[BEGIN INPUT FOR THIS TASK]

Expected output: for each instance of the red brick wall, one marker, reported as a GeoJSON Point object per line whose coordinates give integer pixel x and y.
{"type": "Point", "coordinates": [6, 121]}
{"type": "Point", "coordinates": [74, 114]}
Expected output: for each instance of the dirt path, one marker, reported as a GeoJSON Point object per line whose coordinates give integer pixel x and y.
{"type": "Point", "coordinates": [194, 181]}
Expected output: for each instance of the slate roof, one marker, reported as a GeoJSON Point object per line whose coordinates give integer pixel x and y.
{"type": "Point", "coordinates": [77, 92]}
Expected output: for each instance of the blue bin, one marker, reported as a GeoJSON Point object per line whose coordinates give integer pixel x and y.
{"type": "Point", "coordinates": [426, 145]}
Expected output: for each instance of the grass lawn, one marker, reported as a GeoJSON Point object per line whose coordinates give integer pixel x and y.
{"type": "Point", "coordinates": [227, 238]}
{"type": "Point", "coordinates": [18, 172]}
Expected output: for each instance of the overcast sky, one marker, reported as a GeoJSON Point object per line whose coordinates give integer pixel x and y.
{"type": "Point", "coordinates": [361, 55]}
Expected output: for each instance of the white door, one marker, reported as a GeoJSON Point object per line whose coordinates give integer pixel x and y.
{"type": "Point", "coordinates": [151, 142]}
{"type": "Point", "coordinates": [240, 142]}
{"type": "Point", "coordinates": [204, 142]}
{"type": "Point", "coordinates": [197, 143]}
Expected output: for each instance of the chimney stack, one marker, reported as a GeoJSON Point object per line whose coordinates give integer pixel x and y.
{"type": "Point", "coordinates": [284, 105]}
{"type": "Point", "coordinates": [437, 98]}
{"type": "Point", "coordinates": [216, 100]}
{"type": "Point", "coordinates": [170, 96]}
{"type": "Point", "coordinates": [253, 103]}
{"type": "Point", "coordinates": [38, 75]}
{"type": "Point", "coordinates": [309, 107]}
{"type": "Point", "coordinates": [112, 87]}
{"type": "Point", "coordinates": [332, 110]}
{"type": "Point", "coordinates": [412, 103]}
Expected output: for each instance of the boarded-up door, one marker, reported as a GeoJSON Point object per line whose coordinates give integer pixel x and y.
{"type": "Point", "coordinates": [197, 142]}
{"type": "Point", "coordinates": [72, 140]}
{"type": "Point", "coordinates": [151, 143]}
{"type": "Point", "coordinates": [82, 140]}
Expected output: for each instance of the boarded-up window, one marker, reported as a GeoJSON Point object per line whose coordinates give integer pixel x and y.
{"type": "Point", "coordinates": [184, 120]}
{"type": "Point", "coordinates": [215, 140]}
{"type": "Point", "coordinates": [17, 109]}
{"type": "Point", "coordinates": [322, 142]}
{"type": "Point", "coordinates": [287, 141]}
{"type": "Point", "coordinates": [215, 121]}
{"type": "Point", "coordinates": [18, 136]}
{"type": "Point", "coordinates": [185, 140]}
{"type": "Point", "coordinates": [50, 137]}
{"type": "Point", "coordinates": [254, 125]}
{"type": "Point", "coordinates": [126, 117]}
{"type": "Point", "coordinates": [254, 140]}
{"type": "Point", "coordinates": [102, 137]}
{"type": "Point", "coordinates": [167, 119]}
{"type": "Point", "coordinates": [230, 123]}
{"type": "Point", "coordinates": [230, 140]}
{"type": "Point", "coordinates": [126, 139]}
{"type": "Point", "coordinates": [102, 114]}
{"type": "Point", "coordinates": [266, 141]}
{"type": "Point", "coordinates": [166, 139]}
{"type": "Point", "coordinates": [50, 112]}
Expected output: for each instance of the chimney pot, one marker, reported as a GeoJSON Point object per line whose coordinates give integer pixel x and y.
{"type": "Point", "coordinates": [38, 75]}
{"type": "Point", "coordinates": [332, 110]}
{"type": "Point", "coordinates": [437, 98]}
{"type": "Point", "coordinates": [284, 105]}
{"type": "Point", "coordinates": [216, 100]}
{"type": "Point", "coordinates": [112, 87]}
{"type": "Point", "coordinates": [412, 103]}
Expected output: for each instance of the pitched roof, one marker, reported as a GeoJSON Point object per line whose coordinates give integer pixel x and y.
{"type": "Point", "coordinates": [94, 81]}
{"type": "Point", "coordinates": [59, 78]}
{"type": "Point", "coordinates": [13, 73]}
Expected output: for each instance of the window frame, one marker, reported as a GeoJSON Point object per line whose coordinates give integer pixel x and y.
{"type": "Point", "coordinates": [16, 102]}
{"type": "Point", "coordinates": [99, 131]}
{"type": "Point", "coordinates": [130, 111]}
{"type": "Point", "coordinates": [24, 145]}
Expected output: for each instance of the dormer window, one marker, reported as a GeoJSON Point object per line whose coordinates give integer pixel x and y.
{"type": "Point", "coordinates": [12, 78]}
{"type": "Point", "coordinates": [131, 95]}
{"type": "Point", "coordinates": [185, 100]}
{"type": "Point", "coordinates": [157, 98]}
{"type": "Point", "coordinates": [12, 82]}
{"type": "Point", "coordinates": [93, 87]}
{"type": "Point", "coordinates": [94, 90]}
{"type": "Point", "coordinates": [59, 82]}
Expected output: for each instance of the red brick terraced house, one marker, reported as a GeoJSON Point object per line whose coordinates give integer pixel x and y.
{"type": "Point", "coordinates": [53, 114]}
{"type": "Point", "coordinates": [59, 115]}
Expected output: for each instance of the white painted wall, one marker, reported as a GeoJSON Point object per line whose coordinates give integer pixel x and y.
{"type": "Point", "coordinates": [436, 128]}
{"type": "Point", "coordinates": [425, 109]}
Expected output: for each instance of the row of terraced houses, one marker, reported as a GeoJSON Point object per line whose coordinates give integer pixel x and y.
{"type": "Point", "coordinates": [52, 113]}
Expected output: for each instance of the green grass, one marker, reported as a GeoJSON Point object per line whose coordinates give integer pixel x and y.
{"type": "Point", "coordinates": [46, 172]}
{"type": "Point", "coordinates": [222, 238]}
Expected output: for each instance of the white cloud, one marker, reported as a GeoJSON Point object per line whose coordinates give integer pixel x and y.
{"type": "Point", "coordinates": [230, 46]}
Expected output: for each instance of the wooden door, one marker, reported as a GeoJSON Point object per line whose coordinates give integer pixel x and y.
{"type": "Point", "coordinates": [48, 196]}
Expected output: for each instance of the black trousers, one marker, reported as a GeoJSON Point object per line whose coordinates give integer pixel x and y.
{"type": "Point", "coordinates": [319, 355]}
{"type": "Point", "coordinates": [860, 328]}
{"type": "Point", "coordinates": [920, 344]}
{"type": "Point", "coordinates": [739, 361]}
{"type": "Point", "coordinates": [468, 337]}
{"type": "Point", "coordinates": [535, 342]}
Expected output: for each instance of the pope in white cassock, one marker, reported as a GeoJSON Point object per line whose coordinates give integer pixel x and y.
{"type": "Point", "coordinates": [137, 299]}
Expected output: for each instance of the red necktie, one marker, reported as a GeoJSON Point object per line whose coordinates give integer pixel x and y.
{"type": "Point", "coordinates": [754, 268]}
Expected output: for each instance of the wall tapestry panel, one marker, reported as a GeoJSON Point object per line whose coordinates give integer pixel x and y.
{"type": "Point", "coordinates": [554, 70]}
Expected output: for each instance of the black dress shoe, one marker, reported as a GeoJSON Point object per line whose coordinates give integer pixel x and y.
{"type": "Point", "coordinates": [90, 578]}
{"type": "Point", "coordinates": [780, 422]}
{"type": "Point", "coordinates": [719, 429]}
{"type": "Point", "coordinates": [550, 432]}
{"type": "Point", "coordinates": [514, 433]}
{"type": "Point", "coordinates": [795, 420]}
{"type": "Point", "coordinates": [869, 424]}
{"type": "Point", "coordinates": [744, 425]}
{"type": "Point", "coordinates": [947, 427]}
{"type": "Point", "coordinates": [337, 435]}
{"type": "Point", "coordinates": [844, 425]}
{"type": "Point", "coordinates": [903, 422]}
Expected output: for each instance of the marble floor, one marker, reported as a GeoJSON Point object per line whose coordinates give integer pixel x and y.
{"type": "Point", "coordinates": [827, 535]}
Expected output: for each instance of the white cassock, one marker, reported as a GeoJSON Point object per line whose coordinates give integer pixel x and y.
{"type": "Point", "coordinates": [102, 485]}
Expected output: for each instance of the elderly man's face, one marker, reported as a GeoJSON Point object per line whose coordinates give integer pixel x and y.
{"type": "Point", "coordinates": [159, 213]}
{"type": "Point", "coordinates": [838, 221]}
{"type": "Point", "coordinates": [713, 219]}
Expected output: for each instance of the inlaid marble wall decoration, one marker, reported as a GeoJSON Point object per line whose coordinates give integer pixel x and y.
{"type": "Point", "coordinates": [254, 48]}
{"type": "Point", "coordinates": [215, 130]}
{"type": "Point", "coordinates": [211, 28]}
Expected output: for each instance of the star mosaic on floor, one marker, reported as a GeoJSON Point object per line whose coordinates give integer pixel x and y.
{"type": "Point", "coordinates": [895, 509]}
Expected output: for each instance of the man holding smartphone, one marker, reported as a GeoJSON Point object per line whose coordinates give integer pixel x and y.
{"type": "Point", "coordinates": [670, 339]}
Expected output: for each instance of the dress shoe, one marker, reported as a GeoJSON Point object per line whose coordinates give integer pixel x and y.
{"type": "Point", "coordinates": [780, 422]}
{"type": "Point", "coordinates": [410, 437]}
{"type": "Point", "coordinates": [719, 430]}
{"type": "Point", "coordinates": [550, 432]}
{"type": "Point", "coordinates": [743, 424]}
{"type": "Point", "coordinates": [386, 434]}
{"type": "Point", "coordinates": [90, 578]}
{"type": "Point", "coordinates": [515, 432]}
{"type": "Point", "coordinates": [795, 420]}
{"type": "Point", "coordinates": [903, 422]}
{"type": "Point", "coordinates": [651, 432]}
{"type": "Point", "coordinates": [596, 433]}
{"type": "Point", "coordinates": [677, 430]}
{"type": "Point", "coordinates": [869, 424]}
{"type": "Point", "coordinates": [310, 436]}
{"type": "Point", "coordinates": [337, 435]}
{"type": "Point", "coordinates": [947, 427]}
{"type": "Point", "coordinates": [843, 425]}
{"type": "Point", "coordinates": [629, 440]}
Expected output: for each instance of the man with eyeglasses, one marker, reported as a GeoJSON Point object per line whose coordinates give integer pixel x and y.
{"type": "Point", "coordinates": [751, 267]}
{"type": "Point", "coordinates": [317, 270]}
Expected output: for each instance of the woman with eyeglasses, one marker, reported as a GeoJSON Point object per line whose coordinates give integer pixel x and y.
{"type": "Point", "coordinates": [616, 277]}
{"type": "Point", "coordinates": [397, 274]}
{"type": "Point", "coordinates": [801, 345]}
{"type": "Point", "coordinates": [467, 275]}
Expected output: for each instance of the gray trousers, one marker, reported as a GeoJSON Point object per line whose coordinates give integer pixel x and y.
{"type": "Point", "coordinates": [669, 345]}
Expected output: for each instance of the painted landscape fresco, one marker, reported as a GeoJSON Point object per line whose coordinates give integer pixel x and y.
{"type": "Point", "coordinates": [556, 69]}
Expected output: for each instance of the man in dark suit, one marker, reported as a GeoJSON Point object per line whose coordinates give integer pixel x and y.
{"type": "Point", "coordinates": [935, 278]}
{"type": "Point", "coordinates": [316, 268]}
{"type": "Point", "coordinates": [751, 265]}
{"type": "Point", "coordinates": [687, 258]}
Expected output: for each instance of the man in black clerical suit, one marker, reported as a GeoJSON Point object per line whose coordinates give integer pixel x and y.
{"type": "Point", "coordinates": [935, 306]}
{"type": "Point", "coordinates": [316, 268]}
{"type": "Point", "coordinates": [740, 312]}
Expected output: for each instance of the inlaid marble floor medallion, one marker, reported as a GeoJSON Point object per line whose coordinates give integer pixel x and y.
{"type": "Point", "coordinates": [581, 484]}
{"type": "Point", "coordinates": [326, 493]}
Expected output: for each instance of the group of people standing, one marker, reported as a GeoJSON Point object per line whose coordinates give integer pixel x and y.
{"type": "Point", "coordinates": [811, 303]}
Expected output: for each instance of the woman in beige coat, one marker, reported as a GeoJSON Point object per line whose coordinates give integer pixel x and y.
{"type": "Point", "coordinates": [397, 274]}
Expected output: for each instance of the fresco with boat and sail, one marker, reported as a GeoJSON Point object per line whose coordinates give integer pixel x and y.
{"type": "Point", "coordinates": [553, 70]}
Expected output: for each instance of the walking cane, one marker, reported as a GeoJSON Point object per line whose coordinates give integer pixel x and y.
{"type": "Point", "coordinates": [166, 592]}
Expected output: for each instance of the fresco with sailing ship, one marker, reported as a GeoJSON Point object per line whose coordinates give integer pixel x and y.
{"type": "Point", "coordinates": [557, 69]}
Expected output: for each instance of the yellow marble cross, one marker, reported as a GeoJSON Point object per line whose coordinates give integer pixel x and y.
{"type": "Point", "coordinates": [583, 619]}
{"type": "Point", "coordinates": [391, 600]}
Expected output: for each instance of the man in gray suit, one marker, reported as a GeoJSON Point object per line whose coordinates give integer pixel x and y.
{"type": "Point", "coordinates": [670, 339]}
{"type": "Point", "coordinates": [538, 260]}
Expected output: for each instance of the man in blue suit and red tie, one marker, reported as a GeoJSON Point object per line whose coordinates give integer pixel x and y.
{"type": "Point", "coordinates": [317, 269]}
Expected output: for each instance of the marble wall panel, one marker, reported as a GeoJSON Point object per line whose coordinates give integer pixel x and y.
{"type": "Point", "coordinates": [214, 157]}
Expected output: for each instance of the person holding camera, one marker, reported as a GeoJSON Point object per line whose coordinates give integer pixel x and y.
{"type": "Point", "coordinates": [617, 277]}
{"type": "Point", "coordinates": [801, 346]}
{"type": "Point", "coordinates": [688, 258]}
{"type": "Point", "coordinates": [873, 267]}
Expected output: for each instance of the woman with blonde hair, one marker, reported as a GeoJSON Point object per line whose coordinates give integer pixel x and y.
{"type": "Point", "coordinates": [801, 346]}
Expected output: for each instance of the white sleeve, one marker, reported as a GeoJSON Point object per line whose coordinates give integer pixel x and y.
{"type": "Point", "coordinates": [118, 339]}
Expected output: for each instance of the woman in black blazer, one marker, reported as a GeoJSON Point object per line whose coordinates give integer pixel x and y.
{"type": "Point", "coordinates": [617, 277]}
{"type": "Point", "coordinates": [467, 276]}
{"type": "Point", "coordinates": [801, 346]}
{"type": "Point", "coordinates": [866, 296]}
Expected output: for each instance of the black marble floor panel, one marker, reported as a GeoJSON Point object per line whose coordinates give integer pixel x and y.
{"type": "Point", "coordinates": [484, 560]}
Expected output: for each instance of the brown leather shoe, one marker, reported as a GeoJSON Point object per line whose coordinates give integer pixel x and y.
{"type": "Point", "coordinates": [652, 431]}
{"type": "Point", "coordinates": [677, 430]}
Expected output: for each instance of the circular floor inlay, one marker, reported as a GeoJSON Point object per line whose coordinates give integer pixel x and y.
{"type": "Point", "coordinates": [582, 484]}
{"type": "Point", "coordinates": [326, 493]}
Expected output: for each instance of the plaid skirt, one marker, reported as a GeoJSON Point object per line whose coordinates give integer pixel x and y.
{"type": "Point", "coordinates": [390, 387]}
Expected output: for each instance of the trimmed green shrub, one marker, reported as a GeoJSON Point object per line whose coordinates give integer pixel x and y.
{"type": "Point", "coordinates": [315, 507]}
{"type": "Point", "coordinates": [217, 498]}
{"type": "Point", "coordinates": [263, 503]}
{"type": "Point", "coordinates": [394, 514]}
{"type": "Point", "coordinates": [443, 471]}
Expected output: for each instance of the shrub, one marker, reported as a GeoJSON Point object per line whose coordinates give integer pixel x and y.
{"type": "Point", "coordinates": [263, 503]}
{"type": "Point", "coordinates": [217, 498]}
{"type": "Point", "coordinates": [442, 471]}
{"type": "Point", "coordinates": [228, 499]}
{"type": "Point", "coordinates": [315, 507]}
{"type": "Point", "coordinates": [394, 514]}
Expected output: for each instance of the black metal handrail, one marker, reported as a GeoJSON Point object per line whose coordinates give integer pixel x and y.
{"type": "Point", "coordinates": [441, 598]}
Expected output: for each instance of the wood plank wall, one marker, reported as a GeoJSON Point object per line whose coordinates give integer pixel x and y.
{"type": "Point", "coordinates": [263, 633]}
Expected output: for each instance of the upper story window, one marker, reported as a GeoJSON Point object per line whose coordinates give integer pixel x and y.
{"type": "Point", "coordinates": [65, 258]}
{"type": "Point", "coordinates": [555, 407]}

[END INPUT FOR THIS TASK]

▶ _GOAL_
Rewrite the stretch from the line containing "Expected output: for each instance of the wood plank" through the end of the material, changing "upper story window" to "upper floor window" and leaving everything else untouched.

▶ _TASK RESULT_
Expected output: for each instance of the wood plank wall, one marker, reported as a GeoJSON Point object per line whose coordinates give integer pixel x and y.
{"type": "Point", "coordinates": [263, 633]}
Expected output: for each instance of the upper floor window, one marker, reported as a GeoJSON Point object per line whose coordinates give integer pixel x and y.
{"type": "Point", "coordinates": [65, 258]}
{"type": "Point", "coordinates": [555, 407]}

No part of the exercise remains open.